Pull out every line below that contains the word "green" and copy each one.
[START Extracted information]
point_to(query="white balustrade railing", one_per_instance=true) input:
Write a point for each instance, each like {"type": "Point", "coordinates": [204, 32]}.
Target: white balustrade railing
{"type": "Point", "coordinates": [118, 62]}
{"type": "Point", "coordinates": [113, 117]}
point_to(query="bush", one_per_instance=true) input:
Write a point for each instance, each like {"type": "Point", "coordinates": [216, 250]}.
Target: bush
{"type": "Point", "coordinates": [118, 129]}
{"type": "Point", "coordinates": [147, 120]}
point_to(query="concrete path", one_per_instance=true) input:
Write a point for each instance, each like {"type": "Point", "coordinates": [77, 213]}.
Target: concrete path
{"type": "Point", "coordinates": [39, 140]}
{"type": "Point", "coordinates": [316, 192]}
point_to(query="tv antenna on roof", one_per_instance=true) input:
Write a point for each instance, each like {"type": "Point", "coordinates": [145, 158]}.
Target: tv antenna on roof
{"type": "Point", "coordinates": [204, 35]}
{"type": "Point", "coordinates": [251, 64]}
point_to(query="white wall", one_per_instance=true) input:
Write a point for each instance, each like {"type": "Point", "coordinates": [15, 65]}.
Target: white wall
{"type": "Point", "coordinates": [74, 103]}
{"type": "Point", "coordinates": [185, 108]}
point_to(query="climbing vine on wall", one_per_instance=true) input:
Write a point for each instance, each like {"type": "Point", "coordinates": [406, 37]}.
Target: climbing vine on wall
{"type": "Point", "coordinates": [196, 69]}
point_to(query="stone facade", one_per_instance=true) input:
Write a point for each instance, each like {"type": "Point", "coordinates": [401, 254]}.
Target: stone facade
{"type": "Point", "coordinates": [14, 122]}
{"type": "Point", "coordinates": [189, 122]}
[END Extracted information]
[START Extracted information]
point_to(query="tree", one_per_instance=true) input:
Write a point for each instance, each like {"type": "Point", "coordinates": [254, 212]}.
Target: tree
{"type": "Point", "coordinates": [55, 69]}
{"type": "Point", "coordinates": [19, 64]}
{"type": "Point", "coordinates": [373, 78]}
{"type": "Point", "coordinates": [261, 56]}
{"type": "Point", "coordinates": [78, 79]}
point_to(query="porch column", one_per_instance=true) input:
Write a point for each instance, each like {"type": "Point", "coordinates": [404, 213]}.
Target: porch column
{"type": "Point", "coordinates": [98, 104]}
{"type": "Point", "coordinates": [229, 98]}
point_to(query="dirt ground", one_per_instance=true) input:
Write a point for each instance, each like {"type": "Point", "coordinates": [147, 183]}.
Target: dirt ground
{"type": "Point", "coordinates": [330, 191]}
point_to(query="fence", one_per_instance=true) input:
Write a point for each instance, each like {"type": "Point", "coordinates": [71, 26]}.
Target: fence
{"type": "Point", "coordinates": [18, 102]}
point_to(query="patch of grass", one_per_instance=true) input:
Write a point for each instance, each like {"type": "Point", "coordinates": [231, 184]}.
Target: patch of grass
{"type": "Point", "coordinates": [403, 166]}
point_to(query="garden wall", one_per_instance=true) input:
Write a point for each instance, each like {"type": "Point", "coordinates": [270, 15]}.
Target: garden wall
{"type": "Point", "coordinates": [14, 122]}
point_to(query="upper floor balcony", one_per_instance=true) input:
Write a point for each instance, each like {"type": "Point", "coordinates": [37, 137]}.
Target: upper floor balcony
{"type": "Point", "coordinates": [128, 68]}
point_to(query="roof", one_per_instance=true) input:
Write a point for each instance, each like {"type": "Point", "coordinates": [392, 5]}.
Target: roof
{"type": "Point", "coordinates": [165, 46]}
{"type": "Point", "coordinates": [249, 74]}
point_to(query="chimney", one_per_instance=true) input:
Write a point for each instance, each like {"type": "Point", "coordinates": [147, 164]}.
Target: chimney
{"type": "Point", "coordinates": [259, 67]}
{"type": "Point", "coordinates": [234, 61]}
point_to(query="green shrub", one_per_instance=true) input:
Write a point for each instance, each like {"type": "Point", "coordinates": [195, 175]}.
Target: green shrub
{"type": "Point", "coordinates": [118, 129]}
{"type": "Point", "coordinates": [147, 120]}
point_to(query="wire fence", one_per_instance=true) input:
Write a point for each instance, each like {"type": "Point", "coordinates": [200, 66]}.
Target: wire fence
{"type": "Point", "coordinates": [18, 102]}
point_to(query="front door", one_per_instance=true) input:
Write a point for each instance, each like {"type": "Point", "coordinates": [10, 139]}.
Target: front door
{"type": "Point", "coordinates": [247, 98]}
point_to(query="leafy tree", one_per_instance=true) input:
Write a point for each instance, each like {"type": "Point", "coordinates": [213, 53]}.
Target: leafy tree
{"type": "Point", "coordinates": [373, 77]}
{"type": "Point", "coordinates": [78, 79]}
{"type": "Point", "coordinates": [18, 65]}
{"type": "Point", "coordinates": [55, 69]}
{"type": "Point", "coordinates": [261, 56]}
[END Extracted information]
[START Extracted information]
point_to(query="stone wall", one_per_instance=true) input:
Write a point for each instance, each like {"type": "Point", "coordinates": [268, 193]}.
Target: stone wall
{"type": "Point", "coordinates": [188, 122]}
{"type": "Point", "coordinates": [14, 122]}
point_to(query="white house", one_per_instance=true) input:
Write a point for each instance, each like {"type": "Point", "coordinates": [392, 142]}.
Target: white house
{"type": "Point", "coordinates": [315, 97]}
[END Extracted information]
Written solution:
point_to(query="green shrub", one_per_instance=true) input:
Target: green shrub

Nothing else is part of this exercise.